* **Supplied material**

──────────

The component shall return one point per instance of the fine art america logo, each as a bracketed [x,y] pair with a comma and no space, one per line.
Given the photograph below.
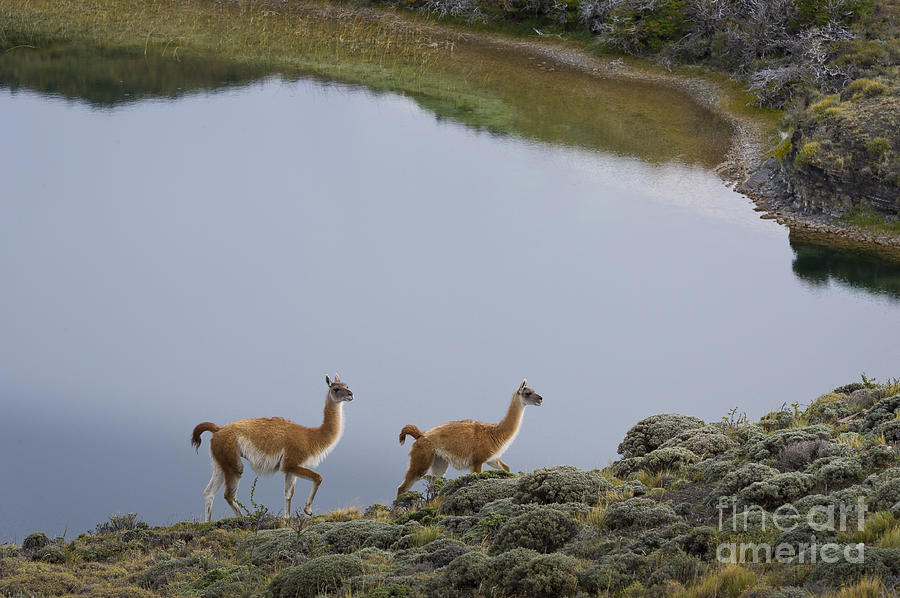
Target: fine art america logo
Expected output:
[822,519]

──────────

Print every line of the material above exactly as it reads, skipping the pictures.

* **Result below**
The component shall return one point per instance of the fine art america logo, each as a bracketed [x,y] pair with a comma and no space, one per line.
Given the photograph below.
Target: fine art america logo
Expected output:
[822,519]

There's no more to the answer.